Recopiez à l'identique les lignes des données ci-dessous, depuis celle qui contient « the green bud » jusqu'à celle qui contient « 139), (78, 163)] », ces deux lignes comprises.

[Données de pointage d'objets nommés]
§
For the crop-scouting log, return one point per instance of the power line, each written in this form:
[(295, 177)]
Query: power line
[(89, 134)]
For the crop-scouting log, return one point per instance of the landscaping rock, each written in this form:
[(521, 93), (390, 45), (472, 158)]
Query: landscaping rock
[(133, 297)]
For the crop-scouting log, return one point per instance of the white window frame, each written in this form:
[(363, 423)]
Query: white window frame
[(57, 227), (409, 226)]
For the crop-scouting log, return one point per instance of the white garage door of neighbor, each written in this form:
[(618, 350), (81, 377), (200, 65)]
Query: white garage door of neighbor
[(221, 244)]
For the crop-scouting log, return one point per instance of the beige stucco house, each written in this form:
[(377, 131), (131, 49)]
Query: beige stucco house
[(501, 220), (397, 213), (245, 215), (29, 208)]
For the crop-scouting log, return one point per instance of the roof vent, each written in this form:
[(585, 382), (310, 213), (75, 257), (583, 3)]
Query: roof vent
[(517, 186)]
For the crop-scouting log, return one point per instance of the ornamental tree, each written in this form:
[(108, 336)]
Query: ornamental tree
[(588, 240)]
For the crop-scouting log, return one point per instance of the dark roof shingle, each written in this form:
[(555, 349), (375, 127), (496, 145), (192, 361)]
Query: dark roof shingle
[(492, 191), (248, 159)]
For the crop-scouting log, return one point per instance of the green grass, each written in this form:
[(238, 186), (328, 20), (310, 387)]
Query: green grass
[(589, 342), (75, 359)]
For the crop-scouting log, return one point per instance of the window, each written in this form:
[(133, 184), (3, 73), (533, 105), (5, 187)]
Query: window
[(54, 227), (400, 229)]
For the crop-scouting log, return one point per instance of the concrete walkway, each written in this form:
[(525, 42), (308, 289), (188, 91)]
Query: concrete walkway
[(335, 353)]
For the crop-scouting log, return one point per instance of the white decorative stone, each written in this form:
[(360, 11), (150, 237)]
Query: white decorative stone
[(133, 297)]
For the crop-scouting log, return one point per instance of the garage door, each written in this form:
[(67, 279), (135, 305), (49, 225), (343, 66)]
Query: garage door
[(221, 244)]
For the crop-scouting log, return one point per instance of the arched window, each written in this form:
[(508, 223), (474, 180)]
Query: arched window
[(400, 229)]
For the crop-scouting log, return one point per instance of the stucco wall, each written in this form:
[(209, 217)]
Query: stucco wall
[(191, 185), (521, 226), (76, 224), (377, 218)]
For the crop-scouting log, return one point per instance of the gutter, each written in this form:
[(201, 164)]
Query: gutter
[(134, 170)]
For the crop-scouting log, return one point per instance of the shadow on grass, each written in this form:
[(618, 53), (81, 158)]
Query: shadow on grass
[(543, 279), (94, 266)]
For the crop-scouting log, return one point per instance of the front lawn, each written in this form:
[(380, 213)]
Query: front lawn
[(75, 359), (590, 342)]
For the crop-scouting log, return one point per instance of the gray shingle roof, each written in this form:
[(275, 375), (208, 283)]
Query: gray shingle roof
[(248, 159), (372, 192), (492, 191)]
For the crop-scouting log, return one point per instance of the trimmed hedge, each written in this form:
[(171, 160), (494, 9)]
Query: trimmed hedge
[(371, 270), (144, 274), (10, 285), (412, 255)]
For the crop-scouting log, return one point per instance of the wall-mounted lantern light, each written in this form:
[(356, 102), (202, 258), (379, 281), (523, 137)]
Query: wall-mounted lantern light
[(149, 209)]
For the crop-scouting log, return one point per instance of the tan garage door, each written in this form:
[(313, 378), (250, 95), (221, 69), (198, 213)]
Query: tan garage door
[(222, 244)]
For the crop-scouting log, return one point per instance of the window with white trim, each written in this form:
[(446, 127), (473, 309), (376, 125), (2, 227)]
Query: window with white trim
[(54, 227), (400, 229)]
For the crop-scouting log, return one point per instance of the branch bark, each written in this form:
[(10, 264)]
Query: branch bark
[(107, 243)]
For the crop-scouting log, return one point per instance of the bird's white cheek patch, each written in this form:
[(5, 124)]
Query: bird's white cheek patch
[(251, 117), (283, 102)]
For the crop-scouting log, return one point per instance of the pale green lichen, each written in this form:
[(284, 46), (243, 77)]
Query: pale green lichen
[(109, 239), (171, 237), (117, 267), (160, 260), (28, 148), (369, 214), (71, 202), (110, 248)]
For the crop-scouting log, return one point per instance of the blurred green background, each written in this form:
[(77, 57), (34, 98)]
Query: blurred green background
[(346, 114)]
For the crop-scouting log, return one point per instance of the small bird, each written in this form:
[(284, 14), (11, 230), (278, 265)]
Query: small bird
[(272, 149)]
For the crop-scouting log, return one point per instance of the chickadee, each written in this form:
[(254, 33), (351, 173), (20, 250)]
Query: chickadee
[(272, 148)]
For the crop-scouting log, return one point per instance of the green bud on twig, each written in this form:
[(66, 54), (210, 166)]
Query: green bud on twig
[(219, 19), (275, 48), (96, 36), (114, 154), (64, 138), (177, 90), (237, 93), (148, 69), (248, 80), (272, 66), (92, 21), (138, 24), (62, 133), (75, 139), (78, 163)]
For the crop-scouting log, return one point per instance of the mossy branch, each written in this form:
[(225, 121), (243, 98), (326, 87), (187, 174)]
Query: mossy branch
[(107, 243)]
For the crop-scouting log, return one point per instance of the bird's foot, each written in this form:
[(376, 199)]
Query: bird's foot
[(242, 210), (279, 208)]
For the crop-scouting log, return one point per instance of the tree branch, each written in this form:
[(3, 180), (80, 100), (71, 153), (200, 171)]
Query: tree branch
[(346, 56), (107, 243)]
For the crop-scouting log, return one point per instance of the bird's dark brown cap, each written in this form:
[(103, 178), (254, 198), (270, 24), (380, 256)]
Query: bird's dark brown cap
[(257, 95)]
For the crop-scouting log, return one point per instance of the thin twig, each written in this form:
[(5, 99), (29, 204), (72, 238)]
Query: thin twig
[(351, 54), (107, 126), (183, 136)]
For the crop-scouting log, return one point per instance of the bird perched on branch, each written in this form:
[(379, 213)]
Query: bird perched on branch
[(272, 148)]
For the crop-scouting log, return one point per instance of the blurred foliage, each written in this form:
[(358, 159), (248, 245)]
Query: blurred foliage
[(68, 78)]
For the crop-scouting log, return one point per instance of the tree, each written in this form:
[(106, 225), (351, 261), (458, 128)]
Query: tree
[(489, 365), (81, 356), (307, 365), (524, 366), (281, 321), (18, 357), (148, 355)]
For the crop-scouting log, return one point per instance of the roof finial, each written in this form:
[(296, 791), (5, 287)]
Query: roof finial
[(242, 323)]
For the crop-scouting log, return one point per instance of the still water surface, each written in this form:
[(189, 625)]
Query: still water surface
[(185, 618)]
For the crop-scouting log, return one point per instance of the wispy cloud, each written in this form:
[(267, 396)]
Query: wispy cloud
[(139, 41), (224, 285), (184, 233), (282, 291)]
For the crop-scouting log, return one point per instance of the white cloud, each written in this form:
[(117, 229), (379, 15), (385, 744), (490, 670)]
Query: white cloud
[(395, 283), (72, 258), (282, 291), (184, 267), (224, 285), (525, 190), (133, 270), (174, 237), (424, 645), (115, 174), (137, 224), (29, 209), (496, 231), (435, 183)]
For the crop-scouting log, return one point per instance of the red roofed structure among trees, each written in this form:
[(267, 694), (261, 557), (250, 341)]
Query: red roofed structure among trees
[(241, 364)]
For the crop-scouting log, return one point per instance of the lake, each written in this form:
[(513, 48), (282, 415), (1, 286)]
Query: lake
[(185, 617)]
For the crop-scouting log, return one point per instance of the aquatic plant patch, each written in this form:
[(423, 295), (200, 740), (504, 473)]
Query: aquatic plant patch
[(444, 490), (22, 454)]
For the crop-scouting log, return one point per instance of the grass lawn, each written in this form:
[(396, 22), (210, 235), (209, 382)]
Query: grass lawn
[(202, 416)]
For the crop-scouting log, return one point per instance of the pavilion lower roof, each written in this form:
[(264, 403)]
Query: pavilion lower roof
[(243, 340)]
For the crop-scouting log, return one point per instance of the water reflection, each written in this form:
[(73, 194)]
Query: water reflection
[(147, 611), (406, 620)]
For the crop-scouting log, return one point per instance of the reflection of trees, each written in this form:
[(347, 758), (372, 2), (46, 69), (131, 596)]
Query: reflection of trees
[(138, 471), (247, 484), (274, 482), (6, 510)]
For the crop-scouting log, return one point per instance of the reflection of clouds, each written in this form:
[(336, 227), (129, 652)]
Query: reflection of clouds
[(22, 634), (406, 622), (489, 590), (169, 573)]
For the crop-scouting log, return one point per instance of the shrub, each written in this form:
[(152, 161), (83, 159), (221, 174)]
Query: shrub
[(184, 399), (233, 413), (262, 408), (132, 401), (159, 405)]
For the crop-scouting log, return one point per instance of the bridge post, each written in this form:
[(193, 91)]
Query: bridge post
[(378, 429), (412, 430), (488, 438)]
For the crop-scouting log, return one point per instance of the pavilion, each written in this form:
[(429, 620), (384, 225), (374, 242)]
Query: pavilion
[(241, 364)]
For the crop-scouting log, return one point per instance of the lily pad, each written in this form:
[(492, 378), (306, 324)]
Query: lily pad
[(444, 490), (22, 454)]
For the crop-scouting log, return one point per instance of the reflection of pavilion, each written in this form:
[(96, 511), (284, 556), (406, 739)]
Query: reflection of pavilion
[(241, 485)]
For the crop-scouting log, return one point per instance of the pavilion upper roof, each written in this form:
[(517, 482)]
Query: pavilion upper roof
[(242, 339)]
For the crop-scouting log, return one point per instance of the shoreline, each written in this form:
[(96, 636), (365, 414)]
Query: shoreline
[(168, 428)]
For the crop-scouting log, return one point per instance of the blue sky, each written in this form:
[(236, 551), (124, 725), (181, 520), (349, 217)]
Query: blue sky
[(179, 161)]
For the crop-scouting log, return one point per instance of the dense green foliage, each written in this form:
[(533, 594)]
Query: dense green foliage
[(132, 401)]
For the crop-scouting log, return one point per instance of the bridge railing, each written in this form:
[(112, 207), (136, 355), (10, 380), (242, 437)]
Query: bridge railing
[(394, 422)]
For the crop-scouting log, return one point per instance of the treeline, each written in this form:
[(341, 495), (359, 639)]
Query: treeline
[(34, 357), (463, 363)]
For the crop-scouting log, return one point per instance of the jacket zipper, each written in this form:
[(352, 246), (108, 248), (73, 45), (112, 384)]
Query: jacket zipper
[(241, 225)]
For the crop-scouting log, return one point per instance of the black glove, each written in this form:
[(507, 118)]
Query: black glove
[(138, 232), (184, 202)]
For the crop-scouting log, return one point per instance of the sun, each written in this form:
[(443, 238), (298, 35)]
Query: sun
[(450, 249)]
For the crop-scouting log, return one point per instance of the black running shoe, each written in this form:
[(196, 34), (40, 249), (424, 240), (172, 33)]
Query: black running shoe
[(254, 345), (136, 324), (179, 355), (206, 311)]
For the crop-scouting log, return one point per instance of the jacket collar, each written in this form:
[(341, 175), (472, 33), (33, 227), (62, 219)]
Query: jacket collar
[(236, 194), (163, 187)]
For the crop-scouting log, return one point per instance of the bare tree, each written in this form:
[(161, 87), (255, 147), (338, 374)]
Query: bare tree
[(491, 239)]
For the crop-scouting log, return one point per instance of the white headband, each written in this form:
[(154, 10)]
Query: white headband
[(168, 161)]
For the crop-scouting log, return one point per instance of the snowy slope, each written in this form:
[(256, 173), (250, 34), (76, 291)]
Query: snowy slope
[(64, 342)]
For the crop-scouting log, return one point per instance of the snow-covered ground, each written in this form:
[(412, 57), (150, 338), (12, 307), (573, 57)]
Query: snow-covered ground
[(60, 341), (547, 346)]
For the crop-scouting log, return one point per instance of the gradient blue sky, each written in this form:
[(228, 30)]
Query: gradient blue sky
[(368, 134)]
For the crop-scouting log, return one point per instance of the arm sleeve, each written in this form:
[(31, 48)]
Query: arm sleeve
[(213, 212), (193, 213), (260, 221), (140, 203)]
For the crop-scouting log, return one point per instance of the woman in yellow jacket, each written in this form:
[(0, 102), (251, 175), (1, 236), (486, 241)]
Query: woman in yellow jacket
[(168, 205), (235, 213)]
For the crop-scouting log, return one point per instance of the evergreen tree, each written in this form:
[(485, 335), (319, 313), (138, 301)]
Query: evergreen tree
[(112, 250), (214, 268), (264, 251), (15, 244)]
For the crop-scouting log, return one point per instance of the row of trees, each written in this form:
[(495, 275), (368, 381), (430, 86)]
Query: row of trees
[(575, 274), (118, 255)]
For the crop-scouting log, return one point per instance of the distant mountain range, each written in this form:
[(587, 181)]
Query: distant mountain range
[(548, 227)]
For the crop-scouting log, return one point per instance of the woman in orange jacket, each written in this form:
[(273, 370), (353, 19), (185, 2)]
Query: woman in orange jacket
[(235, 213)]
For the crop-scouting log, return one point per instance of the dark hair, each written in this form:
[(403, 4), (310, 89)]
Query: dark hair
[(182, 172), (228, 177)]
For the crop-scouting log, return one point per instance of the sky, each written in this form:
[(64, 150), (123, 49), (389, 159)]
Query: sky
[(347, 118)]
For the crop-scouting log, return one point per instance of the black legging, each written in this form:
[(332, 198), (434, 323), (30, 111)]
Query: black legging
§
Tâche accomplie ::
For the crop-scouting log, return one point per instance of the green bud on twig, each written in this form:
[(66, 54), (210, 166)]
Query: green bud on twig
[(219, 19), (275, 48), (96, 36), (114, 154), (64, 138), (177, 90), (237, 93), (148, 69), (248, 80), (272, 66), (92, 21), (138, 24), (62, 133), (75, 139), (78, 163)]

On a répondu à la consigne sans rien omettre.